WORK ITEM →
Could you print each of the records below exactly?

DATA RECORDS →

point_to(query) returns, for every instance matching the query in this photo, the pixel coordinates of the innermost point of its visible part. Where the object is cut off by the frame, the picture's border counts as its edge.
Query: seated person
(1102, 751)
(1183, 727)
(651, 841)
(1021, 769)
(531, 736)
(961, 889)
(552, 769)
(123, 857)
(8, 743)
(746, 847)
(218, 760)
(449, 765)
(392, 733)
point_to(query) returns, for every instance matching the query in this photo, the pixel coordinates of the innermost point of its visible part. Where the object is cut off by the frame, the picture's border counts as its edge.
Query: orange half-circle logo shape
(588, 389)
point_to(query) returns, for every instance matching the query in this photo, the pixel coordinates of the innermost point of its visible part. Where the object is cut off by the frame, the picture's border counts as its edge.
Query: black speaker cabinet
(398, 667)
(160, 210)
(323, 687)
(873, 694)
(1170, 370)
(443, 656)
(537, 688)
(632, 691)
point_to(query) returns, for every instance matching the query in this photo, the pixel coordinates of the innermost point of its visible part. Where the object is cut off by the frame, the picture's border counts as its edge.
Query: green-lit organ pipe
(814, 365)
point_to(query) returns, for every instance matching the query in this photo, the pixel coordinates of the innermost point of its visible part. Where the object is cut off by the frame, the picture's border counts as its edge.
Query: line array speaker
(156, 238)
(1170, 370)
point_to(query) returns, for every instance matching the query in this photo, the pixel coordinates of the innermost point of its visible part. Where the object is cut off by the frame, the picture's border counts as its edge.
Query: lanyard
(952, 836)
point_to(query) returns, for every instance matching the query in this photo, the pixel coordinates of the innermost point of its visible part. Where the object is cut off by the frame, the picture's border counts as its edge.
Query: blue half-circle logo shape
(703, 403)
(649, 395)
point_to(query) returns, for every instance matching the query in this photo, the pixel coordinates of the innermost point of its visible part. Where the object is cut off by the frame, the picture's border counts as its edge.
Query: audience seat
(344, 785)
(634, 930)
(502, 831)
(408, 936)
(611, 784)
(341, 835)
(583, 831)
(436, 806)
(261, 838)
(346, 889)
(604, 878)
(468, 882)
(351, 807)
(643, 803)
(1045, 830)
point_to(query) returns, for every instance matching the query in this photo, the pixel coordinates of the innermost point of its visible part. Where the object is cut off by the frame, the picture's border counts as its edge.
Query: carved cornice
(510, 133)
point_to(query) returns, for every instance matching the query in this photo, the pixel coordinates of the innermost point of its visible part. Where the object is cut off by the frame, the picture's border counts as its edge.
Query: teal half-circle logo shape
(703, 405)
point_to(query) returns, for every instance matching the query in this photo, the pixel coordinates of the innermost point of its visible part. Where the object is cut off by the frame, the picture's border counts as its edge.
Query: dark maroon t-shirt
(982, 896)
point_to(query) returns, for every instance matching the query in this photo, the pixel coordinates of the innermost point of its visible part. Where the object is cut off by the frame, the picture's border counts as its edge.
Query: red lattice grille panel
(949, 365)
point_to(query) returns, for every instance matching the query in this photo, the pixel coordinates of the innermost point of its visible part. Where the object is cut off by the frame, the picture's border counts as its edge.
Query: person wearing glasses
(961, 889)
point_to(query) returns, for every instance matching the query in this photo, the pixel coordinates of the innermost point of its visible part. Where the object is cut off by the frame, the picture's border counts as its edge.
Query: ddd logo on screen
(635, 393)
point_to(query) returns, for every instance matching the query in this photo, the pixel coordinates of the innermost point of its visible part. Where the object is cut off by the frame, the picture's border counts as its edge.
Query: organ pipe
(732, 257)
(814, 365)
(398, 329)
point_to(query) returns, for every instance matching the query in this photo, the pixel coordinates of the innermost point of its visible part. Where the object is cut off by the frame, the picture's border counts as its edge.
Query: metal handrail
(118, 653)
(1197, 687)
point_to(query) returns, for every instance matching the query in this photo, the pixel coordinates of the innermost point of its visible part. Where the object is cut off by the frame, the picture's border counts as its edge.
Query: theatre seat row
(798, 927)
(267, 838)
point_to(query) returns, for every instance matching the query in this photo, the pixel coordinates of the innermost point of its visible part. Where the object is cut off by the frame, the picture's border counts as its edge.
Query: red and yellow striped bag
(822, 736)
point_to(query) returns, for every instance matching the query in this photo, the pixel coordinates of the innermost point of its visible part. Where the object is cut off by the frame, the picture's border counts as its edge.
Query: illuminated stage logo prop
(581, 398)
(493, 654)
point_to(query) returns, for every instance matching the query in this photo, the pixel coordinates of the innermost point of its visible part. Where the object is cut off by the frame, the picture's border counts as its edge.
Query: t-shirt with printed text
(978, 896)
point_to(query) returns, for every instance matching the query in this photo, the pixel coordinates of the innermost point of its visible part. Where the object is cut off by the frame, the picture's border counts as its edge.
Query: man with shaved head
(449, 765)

REPLY TO THE TASK →
point_to(query) returns, for every instance matching the query in this photo, the pixel coordinates of the innermost point of its visible part. Where the object is cut off by the frame, the picture's border counts as its edge.
Query: seated person
(1102, 751)
(1183, 727)
(651, 841)
(1021, 769)
(531, 736)
(961, 889)
(552, 769)
(123, 857)
(8, 743)
(746, 847)
(218, 760)
(449, 765)
(392, 733)
point_to(query) returns, for every instance matching the query in this photo, the pixel coordinates of the innermost point of its visible part. Where the object is cut off by the frame, the picture's border counts as its edge.
Query: orange half-circle logo shape
(588, 389)
point_to(query) returns, for every instance matching the query in this photo, the pixel coordinates of the innermost point of its visible part. Where the object is cut off by the frame, the picture's border counts as its edge.
Query: black speaker cabinet
(398, 667)
(160, 210)
(323, 687)
(873, 694)
(1170, 370)
(443, 656)
(537, 688)
(632, 691)
point_to(query) returns, for every instance matching the query in this photo, the pixel coordinates of the innermost point of its visible part. Where the object is cut off by the frame, the picture's border counts as its edge.
Query: green-lit organ pipe
(814, 365)
point_to(query) returns, for every instance matching the query in this photo, the pixel coordinates of the innermost point of its visible part. Where the object is cut off by the frame, the picture's border counts as its edge.
Query: line array speaker
(156, 238)
(1170, 370)
point_to(query) returns, for every instance matching the query in this photo, the pixel coordinates of the innermost point of its visible part. Where the object is cut off by the frame, the picture's border counts as its edge.
Query: lanyard
(952, 836)
point_to(query) returns, for every instance matching the query in this photo, the pixel coordinates of the innermost point of its visible part. Where the object is cut off by the frame, the picture's border counts as its edge.
Query: blue half-circle logo shape
(703, 403)
(649, 395)
point_to(query) returns, for every instance matching the query in this photo, the pixel coordinates of the innermost point of its visible part. Where the object is cut off by the frame, the picture's border counts as its edge.
Query: audience seat
(344, 785)
(634, 930)
(502, 831)
(408, 936)
(611, 784)
(341, 835)
(583, 831)
(436, 806)
(261, 838)
(346, 889)
(604, 878)
(468, 882)
(351, 807)
(643, 803)
(1045, 830)
point_to(query) returns, for every instance matching the query in this photo, the pixel coordinates of the innermost point of its visible part. Where the object is cut off by the frame, the picture's border counts as its edge.
Query: carved cornice
(510, 133)
point_to(query) returns, for every instance matching the query in this photo, the pixel coordinates of the innermost point of its visible part. Where the object is cut off by the frame, the picture's border counts as its edge.
Query: teal half-circle logo shape
(703, 405)
point_to(query) returns, for every instance matching the query in this photo, the pixel coordinates of the innermost point of its visible part. Where the object is cut off by the frame, the picture's border counts as its edge.
Query: dark maroon t-shirt
(982, 896)
point_to(query) returns, for every instance matching the query in this photo, the pixel coordinates of the innermost point of its visible part. Where the object is cut off by the frame, the picture's border counts as its edge.
Query: red lattice grille panel
(949, 365)
point_to(query) returns, for every instance matching the query in this photo, the pixel coordinates of the innermost point of its visible part. Where the object is cut off by the frame, the picture's border counts as its edge.
Query: person wearing glasses
(961, 889)
point_to(query) returns, for every instance matching the query in this photo, the pixel coordinates of the innermost point of its visible part. Where the object is cut off by the frame, the picture's border counts as its edge.
Query: ddd logo on screen
(635, 393)
point_to(query) returns, for every instance matching the query in this photo, the pixel coordinates of the innermost point of its visible part. Where the object is cut off by the frame, the picture's border counts as its edge.
Query: organ pipe
(732, 257)
(814, 365)
(398, 329)
point_to(query) returns, for every instance matching the query in this photo, the pixel coordinates of the innermost point of its visible part. Where the object is cut off by the frame, the picture's border counts as its edge.
Query: metal handrail
(118, 653)
(1197, 687)
point_to(query) returns, for every instance matching the query in this photo, the pixel coordinates of the innermost point of its visible part. Where the object is cut off by the frame, the picture's border counts as its edge.
Query: theatre seat row
(798, 927)
(267, 838)
point_to(query) returns, for every instance matching the query in this photo, the pixel coordinates of the innermost point of its visible part. Where the object is cut off by the frame, the picture's border counts as its edge.
Query: red and yellow striped bag
(822, 736)
point_to(query) returns, for every instance matching the query in this photo, the pixel coordinates of the innermost point of its visible part. Where the object is cut off by the frame, the picture's border counts as its edge.
Query: illuminated stage logo prop
(581, 398)
(493, 654)
point_to(query) returns, for every instance matching the query in this photo, the pixel coordinates of the innermost point of its visible part. Where the object is cut off by the frame, the picture's border counts as its edge.
Query: t-shirt with printed text
(978, 896)
point_to(query) returns, for every instance matching the query in this photo, the pixel coordinates of the innermost point of its visible part. Where the object is cut off by the frame, the picture's border counts as its edge.
Query: man with shaved head
(449, 765)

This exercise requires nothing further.